### Directive
Reproduce everything from the start of the entries down to the line containing "[475,137,507,155]", both ends included.

### Data lines
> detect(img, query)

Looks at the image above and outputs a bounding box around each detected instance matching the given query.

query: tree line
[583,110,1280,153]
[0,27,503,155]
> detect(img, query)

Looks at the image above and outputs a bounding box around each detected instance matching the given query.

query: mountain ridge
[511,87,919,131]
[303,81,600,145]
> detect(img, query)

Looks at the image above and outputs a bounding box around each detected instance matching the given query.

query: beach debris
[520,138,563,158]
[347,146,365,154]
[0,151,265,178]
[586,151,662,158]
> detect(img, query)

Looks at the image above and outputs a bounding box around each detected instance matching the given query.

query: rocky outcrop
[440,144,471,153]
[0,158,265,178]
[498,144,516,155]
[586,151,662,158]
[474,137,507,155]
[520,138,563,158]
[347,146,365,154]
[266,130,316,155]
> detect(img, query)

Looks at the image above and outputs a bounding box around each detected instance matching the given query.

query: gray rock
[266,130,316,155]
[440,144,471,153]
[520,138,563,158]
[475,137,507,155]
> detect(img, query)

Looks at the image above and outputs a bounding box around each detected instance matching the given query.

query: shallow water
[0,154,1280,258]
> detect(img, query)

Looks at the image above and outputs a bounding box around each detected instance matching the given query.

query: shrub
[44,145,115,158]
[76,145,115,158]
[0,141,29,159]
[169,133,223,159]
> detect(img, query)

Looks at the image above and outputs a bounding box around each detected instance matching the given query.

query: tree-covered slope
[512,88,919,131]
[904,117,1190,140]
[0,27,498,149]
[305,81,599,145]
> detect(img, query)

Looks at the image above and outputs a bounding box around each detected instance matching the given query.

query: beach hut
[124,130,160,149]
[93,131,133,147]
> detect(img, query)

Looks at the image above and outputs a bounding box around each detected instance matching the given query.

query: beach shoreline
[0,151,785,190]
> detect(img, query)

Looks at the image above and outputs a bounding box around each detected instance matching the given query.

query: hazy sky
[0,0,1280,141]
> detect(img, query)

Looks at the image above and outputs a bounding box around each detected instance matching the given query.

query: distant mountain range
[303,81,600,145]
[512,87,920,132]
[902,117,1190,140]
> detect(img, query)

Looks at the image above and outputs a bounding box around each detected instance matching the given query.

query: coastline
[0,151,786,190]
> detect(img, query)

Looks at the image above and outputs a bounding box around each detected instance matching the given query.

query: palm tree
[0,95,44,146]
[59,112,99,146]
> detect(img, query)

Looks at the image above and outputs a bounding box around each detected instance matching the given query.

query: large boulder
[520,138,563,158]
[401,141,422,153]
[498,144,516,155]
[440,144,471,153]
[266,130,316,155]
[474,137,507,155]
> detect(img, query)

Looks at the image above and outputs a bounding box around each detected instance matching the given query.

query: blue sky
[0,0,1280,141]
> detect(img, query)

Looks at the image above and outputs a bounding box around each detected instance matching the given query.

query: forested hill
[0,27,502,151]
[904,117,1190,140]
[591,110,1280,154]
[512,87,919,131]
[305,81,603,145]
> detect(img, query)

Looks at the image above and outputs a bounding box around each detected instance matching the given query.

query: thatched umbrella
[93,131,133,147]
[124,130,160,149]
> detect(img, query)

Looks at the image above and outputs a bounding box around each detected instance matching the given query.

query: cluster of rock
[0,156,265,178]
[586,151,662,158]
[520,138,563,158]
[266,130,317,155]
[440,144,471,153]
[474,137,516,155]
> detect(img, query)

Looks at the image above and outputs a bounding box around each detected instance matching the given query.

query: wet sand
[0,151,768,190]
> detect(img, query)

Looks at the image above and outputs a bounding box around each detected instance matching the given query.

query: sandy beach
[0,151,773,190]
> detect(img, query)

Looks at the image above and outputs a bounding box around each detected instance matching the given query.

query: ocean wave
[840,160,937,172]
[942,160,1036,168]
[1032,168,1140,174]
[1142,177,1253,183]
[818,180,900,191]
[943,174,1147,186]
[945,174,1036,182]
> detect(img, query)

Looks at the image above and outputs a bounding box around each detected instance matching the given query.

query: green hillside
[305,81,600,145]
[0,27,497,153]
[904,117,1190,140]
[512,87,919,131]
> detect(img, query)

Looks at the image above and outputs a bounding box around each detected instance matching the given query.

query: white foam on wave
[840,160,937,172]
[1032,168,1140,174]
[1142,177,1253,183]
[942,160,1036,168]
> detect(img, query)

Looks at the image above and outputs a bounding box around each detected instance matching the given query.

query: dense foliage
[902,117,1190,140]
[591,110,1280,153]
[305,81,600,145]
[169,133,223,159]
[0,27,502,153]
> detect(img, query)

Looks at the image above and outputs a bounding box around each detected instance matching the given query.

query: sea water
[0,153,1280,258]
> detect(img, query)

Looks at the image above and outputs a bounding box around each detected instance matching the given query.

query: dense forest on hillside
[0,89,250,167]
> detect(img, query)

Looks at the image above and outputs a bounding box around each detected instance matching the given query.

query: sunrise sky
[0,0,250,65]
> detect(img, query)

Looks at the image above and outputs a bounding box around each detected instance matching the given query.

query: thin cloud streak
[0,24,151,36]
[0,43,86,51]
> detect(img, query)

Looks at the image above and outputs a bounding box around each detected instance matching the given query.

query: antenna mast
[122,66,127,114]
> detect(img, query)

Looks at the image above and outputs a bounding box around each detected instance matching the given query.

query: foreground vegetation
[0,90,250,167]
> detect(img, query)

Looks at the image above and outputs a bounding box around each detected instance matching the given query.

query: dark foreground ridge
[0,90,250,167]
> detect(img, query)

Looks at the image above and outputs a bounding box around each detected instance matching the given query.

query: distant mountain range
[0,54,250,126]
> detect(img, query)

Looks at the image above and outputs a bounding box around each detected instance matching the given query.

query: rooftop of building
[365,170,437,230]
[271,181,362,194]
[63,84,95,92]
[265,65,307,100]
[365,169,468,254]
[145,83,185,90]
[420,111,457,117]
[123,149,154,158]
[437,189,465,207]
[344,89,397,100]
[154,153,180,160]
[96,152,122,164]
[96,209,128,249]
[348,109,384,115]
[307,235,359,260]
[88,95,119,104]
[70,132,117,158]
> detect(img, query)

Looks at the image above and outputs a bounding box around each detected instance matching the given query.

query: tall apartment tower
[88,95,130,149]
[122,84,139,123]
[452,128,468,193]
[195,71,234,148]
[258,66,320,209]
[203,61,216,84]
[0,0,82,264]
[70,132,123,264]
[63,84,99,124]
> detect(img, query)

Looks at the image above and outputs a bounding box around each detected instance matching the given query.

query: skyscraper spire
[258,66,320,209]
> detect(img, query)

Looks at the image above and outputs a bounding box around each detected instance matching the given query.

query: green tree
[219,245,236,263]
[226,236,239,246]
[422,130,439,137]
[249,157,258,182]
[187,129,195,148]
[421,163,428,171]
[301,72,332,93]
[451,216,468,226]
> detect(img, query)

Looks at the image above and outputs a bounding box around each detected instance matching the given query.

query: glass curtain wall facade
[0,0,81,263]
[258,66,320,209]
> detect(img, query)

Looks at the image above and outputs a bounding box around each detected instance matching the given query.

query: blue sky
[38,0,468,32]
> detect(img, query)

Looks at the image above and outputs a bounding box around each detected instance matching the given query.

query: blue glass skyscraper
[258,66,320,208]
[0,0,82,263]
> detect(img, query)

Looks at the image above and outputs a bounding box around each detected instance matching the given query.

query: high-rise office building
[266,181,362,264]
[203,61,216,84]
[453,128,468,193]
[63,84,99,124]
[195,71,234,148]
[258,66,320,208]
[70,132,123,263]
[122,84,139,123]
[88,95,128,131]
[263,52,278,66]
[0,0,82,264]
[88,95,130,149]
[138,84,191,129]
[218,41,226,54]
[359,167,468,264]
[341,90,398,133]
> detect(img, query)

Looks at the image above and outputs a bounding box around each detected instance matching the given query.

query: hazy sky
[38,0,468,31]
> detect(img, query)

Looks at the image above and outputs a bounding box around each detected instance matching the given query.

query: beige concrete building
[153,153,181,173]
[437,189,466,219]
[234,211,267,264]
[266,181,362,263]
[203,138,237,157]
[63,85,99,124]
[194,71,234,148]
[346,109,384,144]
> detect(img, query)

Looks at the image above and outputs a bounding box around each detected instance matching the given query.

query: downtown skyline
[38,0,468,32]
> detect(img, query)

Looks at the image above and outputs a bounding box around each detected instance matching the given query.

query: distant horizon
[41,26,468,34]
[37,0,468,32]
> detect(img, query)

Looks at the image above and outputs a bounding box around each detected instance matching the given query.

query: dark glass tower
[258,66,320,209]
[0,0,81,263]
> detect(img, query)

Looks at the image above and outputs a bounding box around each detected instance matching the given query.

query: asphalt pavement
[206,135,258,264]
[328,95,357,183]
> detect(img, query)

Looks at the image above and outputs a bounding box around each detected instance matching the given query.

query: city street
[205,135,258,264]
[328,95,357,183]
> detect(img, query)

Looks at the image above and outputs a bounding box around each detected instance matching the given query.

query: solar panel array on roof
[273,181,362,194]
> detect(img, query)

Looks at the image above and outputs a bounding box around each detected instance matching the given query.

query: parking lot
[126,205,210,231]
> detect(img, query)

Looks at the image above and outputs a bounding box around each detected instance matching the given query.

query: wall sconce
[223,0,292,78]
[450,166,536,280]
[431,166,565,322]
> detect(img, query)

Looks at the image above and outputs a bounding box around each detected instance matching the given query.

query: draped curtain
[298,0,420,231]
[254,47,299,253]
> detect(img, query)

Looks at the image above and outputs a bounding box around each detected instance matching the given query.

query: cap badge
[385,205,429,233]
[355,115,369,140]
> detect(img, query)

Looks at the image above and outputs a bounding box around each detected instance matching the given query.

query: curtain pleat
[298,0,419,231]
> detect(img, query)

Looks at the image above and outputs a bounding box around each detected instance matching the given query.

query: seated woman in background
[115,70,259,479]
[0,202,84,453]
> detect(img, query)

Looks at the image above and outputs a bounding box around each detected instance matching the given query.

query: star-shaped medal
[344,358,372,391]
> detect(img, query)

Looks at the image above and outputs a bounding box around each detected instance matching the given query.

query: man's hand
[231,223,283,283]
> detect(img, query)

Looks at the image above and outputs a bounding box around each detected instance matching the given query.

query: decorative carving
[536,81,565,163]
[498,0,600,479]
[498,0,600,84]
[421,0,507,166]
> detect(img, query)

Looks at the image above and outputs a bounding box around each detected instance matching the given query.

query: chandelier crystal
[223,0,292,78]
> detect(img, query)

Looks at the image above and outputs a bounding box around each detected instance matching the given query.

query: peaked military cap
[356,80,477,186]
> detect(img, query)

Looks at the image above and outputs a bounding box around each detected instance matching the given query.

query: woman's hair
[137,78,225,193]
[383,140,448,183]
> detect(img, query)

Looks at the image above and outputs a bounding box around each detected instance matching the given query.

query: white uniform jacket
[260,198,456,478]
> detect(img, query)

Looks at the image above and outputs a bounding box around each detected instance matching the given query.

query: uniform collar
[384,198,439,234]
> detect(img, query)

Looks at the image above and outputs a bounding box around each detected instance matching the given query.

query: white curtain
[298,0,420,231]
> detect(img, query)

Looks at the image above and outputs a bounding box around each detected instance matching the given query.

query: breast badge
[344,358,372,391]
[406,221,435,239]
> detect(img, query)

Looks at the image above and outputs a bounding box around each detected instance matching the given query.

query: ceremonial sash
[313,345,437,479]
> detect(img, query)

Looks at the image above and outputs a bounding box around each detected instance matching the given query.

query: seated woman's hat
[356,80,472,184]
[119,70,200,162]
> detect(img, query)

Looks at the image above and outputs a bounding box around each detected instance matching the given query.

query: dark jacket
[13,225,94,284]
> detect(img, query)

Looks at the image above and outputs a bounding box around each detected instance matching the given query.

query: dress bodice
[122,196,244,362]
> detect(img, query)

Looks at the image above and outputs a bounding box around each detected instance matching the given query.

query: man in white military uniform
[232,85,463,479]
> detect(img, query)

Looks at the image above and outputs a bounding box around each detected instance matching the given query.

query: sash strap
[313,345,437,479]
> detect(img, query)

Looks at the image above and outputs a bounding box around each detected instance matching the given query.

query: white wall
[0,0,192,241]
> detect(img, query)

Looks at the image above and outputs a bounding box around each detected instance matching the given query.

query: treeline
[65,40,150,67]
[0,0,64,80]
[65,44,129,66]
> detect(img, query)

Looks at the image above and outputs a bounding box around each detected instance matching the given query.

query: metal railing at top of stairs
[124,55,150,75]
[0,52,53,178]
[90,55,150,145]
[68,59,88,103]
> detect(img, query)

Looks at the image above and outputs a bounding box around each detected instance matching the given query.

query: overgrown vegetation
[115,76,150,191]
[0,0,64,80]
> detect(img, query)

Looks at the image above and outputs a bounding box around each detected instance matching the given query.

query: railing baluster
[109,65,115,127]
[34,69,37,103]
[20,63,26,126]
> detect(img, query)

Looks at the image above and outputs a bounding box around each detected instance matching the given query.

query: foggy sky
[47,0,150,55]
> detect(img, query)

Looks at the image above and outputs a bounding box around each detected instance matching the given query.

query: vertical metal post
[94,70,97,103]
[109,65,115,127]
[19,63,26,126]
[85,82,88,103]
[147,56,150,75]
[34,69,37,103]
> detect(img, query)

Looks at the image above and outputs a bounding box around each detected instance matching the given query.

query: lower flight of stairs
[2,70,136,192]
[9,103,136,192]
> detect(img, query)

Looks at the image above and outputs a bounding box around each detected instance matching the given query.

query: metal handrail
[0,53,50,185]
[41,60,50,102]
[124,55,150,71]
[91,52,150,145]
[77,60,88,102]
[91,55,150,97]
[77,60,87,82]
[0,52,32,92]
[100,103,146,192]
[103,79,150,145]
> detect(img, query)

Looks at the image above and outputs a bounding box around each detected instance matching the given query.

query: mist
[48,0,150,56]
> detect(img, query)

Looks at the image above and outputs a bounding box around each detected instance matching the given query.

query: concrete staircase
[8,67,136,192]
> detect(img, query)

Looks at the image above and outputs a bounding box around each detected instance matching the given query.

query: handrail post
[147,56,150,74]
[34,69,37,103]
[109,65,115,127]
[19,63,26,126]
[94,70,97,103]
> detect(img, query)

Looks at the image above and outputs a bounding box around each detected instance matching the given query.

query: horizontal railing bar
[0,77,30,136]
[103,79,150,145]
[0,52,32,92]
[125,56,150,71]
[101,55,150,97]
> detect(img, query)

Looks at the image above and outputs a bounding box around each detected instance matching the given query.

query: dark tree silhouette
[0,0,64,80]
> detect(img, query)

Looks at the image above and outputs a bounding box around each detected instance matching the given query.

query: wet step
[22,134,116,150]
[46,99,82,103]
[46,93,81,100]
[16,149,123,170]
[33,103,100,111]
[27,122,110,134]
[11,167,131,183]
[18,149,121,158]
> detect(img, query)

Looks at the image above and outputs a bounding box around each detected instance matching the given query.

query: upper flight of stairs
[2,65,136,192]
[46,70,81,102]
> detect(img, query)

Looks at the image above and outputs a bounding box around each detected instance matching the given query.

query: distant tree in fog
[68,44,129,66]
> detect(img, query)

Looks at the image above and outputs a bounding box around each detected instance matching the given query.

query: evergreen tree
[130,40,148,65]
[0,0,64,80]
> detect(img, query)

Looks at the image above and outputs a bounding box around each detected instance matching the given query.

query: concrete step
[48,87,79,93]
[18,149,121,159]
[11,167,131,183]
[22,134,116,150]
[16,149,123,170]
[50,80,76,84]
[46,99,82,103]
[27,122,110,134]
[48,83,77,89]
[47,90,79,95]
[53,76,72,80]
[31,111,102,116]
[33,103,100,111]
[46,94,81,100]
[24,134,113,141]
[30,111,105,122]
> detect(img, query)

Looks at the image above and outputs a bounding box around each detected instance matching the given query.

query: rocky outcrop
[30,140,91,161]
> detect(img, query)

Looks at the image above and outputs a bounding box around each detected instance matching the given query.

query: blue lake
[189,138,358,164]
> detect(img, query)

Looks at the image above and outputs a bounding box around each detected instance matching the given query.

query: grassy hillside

### Task output
> detect(img, query)

Looks at the image above and outputs a bounding box around each detected instance matching the given query.

query: tree line
[583,110,1280,153]
[0,27,503,155]
> detect(img, query)

Looks at the image above and outputs a bounding box around each detected instance matching the given query.

query: mountain ridge
[511,87,919,131]
[303,81,600,145]
> detect(img, query)

Looks at the image above and outputs a bounding box around each detected instance matching the given query.

query: beach debris
[520,138,563,158]
[347,146,365,154]
[0,151,265,178]
[586,151,662,158]
> detect(img, query)

Looks at the image above and outputs a bounding box around each detected instance matching the given query.

query: rocky outcrop
[440,144,471,153]
[0,158,265,178]
[498,144,516,155]
[586,151,662,158]
[474,137,507,155]
[520,138,563,158]
[347,146,365,154]
[266,130,316,155]
> detect(img, query)

Looks at the image above and outputs a bounding box around each detected instance matching the given query.

query: gray rock
[266,130,316,155]
[440,144,471,153]
[520,138,563,158]
[475,137,507,155]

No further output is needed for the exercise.